→ What you need to do: Whatever follows the line containing "Target: small dark figure on slope" in the listing below should be printed exactly, along with that line itself.

[Material provided — start]

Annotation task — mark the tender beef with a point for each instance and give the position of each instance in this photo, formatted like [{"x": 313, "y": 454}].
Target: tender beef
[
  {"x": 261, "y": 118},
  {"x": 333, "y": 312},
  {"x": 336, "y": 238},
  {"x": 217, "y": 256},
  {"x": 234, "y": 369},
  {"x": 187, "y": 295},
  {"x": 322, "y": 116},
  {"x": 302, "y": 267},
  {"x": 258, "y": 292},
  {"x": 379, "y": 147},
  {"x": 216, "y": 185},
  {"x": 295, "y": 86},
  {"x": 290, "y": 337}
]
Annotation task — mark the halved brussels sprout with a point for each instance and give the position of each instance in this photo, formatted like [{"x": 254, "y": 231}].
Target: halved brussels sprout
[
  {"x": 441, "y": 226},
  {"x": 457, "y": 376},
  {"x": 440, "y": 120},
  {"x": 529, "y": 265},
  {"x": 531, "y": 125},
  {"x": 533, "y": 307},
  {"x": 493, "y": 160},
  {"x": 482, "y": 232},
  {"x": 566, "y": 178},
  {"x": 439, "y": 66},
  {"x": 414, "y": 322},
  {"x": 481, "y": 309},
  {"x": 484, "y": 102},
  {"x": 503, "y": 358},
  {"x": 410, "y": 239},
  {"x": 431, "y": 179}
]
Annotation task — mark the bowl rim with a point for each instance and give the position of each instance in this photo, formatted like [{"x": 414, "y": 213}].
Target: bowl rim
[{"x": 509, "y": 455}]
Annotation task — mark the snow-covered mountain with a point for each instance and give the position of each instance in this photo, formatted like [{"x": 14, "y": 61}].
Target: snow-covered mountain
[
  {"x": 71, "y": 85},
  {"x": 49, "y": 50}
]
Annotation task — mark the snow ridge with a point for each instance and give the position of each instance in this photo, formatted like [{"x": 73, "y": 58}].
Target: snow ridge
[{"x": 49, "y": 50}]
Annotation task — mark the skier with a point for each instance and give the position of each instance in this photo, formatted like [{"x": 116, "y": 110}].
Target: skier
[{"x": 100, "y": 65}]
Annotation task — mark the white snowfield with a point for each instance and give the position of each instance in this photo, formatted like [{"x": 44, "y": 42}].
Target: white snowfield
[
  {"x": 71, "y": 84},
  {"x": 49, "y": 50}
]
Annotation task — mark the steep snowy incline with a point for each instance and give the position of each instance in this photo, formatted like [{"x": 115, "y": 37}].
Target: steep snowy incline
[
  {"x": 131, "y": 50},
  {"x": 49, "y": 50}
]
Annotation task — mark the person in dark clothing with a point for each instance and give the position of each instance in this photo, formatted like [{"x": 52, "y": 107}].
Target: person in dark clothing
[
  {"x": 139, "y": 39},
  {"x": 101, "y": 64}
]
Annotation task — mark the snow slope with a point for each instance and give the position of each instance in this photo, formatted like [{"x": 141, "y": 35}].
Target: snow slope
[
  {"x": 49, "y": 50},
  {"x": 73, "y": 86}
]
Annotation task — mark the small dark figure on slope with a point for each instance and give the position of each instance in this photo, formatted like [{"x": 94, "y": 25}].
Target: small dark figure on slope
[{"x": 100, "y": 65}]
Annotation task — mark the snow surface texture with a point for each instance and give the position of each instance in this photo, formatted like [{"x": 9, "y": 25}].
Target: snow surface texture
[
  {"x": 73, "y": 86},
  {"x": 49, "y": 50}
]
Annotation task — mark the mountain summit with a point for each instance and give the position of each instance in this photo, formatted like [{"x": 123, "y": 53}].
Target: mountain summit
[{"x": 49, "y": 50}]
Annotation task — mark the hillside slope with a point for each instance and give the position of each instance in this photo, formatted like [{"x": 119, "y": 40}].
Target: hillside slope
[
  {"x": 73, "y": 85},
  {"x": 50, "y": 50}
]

[Material provided — finish]

→ Your response:
Target: small dark figure on slope
[{"x": 100, "y": 65}]
Annotation task — mark the snow surface texture with a point for each instance and give the position of each instance in this photo, formatted like [{"x": 9, "y": 25}].
Target: snow surface texture
[
  {"x": 73, "y": 86},
  {"x": 49, "y": 50}
]
Annotation task — mark the mountain summit with a point for each instance and give the position of each instance in this photo, formatted like [{"x": 123, "y": 53}].
Target: mountain summit
[{"x": 49, "y": 50}]
Annotation task — mark the hillside slope with a point for each instance and give the position of each instance in this photo, formatted like [{"x": 119, "y": 40}].
Target: hillside slope
[
  {"x": 73, "y": 85},
  {"x": 50, "y": 50}
]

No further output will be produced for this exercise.